__WRITTEN TASK__: Extract and reproduce verbatim the lines of the material below, from its first line through the line containing "0,94 -> 900,541", both ends included.

__PROVIDED INFORMATION__:
*****
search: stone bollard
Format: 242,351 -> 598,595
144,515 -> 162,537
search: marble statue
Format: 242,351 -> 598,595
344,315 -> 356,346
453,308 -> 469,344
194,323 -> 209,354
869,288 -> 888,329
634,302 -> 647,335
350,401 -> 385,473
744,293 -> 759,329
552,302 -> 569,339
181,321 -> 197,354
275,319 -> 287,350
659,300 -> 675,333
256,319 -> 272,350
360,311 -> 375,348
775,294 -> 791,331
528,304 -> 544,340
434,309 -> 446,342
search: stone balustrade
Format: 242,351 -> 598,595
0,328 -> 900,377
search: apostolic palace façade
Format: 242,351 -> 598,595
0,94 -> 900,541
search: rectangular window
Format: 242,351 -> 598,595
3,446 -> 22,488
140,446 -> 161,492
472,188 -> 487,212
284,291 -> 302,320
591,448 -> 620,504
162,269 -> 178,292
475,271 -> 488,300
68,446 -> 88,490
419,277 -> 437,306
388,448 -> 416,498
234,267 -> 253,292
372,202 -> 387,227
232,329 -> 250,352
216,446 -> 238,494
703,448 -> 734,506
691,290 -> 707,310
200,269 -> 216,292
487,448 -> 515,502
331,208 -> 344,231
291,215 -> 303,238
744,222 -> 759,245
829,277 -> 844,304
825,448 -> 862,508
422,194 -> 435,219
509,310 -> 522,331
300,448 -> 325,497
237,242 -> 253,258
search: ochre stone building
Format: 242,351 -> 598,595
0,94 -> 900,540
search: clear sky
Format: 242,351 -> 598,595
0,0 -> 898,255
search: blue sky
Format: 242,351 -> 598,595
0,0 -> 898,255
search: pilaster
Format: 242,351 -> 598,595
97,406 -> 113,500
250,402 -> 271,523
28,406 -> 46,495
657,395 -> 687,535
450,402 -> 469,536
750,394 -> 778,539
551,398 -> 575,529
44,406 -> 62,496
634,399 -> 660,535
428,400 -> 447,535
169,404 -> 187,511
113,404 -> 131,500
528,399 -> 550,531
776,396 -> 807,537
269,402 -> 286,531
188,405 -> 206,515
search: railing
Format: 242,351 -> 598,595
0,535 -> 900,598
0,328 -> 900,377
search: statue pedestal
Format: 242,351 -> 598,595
*****
__SOLUTION BELOW__:
search: stone bollard
Format: 242,351 -> 598,595
144,515 -> 162,537
search: marble statue
Format: 242,351 -> 598,595
344,315 -> 356,346
453,308 -> 469,344
194,323 -> 209,354
869,288 -> 888,329
634,302 -> 647,335
350,401 -> 385,473
744,293 -> 759,329
552,302 -> 569,339
181,321 -> 197,354
275,319 -> 287,350
659,300 -> 675,333
256,319 -> 272,350
360,311 -> 375,348
775,294 -> 791,331
528,304 -> 544,340
434,309 -> 446,342
search: stone balustrade
Format: 242,351 -> 598,595
0,328 -> 900,377
search: apostolic palace façade
Format: 242,351 -> 598,595
0,94 -> 900,541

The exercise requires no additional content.